> _PASSAGE GIVEN_

Kubernetes Checks Reference¶
KubeBuddy runs checks to find issues and misconfigurations in your Kubernetes cluster. These checks power the health report and help you fix problems, reduce risk, and improve stability. This page lists all checks by category, with their ID, name, description, severity, and score weight.
Overview¶
Each check targets a specific part of your cluster—nodes, pods, workloads, security, etc. Tables group checks by category. Use them to understand what’s being evaluated, how serious the issue is, and how much it affects your overall health score.
Section Mapping: YAML to Report Tabs¶
Each check includes a Section value in its YAML. This table shows how those values map to the tabs in the HTML report:
| YAML Section Value | Report Tab Name |
|---|---|
Nodes |
Nodes |
Namespaces |
Namespaces |
Workloads |
Workloads |
Pods |
Pods |
Jobs |
Jobs |
Networking |
Networking |
Storage |
Storage |
Configuration |
Configuration Hygiene |
Security |
Security |
Kubernetes Events |
Kubernetes Events |
Use this when defining or updating checks to control where they appear in the report.

> _LISTING_
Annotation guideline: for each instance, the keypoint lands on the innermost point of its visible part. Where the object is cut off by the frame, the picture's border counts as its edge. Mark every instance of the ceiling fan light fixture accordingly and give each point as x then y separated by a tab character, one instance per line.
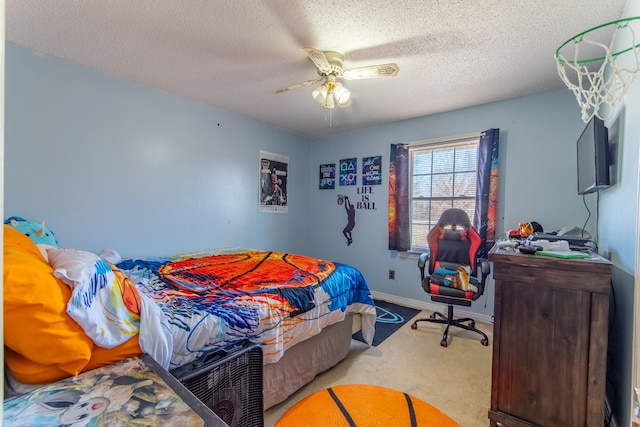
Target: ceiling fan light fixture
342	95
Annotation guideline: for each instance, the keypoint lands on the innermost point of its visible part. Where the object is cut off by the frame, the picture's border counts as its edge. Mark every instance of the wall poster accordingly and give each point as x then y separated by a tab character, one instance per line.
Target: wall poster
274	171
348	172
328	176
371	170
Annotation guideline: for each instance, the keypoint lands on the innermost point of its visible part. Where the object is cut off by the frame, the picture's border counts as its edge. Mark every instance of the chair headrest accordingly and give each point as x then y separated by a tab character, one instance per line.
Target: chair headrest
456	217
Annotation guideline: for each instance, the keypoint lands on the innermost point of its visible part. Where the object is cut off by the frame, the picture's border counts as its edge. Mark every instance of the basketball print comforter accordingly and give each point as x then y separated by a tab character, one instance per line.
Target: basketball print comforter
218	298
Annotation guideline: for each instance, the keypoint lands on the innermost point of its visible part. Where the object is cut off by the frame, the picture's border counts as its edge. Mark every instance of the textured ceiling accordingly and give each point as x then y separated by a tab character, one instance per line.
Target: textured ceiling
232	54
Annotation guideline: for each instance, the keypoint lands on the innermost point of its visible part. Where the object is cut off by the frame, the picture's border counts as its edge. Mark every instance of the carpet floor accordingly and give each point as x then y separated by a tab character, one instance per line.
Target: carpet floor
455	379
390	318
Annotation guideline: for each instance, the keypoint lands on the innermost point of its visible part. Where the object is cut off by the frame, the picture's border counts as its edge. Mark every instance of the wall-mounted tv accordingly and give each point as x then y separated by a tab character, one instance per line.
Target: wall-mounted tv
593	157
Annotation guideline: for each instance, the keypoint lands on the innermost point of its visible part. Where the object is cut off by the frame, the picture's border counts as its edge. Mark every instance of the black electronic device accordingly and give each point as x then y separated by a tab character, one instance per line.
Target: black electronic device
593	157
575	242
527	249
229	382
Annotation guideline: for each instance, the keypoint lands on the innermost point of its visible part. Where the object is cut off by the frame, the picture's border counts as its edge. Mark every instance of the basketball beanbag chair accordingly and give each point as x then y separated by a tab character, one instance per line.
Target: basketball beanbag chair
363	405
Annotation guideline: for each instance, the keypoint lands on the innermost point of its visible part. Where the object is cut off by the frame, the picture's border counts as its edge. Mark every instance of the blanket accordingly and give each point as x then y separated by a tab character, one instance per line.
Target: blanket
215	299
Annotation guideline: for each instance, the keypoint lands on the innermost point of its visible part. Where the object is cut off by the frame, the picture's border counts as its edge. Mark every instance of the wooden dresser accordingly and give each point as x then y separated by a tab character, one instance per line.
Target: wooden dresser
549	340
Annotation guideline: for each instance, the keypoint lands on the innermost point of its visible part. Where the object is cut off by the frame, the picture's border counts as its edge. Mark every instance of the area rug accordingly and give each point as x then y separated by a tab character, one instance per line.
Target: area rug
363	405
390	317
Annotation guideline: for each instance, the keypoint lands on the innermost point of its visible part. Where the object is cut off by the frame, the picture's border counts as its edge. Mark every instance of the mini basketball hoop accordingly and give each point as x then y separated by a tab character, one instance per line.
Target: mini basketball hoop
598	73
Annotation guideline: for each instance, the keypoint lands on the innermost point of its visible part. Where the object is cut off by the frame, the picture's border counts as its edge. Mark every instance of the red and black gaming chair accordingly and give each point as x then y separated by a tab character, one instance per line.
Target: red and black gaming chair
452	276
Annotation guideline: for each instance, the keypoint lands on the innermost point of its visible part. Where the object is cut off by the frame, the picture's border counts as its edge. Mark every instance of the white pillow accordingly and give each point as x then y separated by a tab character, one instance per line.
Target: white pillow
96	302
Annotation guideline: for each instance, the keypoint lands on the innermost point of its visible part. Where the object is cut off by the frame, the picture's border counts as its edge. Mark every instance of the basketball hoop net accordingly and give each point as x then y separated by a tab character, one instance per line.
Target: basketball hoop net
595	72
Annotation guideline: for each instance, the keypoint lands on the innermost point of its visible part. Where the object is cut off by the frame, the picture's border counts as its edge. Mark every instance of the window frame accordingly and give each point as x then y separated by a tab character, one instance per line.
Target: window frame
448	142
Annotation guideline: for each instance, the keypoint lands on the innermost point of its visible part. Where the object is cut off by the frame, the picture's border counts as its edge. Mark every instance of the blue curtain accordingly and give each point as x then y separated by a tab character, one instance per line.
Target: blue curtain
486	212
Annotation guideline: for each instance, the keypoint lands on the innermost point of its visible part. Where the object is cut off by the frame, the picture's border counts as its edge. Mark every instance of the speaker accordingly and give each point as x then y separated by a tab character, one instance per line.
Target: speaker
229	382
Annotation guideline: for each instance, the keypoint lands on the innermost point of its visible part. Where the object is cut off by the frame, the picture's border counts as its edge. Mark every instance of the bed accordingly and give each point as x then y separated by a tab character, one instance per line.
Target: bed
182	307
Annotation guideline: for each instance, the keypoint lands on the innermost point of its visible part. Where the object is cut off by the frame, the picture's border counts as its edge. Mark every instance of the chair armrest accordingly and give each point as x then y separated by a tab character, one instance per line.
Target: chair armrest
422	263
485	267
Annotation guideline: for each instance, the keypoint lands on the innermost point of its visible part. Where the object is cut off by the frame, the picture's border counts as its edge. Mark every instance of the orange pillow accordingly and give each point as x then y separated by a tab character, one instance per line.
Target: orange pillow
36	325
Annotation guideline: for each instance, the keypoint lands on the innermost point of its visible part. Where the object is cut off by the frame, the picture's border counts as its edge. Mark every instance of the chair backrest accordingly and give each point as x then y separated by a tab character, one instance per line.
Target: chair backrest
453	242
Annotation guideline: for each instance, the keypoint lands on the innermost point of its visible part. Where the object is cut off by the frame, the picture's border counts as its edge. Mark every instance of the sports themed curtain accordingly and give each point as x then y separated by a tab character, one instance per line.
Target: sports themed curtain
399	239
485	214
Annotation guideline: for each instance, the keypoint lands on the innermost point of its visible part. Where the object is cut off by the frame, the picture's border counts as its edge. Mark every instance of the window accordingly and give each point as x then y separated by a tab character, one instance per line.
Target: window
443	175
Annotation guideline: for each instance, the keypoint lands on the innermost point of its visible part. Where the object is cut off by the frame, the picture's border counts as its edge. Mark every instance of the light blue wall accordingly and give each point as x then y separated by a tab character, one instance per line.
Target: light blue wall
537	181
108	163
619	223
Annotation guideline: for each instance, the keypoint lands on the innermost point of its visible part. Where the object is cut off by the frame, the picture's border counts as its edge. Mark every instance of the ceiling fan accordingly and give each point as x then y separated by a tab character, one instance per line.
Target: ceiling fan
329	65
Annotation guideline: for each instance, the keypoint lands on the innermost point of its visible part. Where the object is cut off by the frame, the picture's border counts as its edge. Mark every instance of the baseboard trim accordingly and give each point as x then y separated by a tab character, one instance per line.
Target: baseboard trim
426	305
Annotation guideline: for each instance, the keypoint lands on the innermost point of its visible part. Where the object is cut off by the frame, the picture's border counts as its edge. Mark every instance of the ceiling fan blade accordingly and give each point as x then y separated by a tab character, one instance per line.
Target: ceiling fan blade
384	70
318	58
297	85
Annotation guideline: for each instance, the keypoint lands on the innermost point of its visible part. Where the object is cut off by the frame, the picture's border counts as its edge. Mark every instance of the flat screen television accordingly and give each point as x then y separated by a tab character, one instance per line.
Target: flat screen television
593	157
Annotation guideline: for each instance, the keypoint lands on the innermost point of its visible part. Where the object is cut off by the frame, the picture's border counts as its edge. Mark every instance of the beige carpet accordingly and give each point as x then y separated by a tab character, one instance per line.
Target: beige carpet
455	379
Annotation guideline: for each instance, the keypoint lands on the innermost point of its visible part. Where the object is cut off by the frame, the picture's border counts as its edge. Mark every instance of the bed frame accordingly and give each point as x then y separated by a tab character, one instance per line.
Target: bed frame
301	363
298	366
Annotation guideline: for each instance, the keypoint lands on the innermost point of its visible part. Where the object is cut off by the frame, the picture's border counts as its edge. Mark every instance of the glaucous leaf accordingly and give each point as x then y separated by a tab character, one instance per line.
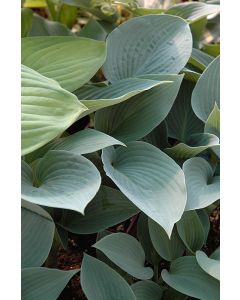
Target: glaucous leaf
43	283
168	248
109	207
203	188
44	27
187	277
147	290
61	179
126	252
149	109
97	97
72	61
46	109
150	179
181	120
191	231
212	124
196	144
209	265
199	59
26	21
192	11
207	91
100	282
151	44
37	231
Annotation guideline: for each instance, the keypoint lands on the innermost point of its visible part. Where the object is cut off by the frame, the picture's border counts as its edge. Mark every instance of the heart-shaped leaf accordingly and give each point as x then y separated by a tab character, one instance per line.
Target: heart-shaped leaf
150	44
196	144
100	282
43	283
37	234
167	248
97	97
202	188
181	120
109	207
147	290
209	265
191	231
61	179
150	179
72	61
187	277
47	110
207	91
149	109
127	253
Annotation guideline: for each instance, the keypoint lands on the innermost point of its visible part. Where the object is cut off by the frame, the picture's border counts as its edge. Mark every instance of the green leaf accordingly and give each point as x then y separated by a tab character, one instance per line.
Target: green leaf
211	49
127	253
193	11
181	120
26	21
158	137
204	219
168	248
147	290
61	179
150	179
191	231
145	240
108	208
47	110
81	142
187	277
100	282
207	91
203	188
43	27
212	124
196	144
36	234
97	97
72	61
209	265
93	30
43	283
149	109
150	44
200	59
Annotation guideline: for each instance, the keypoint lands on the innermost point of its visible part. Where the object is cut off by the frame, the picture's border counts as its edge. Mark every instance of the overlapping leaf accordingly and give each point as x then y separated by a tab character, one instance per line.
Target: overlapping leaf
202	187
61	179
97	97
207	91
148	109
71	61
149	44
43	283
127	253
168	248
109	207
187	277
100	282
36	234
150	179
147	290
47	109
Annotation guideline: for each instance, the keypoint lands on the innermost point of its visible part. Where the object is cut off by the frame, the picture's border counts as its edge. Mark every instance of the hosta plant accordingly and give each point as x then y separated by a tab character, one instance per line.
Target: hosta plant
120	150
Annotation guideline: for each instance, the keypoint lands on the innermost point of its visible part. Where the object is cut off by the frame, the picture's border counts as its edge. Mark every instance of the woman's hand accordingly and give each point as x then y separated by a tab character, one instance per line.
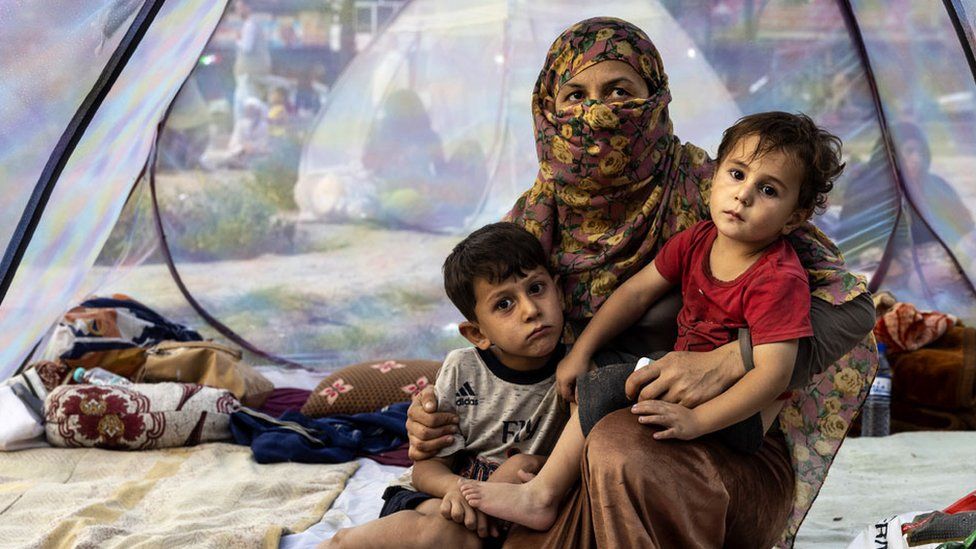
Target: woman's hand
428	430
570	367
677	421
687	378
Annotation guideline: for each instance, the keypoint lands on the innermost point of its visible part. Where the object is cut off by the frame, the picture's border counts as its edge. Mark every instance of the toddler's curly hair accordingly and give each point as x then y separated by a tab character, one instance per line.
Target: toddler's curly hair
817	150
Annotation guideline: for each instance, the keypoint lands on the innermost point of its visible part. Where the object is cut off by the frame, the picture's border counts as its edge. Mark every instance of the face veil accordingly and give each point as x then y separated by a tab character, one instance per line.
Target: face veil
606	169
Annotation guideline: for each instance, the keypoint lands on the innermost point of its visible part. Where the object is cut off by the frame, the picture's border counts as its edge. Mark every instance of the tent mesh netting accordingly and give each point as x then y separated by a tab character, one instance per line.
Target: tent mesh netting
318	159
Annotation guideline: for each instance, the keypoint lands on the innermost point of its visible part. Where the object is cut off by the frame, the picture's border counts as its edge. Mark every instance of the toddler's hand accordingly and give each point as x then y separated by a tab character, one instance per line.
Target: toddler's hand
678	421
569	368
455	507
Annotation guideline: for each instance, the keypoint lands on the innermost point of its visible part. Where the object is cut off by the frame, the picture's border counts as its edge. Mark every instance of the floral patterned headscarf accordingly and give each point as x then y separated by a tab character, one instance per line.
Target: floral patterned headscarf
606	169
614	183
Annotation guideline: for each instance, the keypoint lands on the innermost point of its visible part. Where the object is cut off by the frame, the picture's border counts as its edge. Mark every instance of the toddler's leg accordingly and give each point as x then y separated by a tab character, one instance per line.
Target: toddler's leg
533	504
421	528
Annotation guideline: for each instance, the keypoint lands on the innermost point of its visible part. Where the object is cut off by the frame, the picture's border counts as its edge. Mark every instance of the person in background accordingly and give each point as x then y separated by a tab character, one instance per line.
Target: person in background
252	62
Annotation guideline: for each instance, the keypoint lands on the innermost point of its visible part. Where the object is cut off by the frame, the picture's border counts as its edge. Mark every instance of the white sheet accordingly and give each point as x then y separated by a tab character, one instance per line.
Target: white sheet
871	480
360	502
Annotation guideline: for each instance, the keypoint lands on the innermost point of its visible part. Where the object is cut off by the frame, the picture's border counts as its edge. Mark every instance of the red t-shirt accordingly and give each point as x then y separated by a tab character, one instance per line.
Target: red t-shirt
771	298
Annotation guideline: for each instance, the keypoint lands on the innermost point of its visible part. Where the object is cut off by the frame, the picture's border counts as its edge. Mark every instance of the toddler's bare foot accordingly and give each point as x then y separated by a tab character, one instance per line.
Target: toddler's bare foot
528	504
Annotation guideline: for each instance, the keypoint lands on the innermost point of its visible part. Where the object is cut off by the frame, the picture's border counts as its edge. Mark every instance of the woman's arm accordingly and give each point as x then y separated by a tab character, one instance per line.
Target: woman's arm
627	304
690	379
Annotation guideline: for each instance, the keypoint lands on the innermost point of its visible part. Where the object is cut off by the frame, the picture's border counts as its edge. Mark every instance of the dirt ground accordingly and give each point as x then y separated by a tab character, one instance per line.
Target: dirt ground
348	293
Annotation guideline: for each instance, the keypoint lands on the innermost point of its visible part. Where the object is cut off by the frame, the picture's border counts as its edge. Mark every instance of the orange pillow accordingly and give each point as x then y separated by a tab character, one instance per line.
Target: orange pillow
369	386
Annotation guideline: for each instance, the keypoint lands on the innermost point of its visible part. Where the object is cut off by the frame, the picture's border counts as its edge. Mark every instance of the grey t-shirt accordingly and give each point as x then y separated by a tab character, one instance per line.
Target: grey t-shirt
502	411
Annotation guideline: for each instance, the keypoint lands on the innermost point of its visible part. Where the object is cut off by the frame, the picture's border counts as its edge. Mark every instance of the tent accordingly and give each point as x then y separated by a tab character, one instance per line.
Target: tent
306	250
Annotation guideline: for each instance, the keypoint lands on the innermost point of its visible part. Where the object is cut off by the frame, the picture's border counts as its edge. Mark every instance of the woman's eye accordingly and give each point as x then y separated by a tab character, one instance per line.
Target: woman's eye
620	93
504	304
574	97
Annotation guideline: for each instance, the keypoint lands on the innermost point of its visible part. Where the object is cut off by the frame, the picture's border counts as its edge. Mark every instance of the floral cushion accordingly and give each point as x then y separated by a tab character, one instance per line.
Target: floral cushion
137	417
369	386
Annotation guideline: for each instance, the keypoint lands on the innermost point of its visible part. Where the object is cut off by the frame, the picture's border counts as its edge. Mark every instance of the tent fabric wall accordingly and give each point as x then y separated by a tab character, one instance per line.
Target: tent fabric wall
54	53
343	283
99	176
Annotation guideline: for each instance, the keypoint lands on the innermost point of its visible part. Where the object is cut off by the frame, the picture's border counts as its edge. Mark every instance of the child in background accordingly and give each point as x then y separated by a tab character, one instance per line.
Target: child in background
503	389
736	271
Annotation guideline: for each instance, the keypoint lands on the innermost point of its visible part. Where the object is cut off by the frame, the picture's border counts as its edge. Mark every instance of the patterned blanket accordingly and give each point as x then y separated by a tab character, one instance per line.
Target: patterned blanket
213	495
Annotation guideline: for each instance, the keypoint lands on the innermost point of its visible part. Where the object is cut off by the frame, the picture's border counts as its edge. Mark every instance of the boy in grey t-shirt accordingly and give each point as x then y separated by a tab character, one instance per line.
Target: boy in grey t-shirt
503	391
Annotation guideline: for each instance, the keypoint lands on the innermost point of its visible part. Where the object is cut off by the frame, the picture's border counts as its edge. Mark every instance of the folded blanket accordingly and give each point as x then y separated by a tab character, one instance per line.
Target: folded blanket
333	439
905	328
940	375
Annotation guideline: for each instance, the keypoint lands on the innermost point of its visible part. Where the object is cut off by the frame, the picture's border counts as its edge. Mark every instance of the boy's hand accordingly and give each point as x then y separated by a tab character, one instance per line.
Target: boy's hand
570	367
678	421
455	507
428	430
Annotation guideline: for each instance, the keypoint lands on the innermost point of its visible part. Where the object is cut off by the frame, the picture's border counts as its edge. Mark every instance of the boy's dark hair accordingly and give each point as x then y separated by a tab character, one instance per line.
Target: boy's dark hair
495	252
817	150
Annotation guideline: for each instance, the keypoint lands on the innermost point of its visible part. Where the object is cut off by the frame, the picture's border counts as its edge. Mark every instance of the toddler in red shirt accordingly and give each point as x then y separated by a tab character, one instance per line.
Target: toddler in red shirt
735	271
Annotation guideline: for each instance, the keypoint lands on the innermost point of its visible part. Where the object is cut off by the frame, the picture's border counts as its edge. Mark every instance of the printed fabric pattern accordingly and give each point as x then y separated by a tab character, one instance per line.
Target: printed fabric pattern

> _PARTS OF THE EXERCISE_
1. In the Kubernetes checks reference, repeat the passage from "Kubernetes Checks Reference¶" up to and including "overall health score." word for word.
2. According to the Kubernetes checks reference, what details does the page give for each check?

> _SOLUTIONS BELOW_
1.
Kubernetes Checks Reference¶
KubeBuddy runs checks to find issues and misconfigurations in your Kubernetes cluster. These checks power the health report and help you fix problems, reduce risk, and improve stability. This page lists all checks by category, with their ID, name, description, severity, and score weight.
Overview¶
Each check targets a specific part of your cluster—nodes, pods, workloads, security, etc. Tables group checks by category. Use them to understand what’s being evaluated, how serious the issue is, and how much it affects your overall health score.

2.
- ID
- name
- description
- severity
- score weight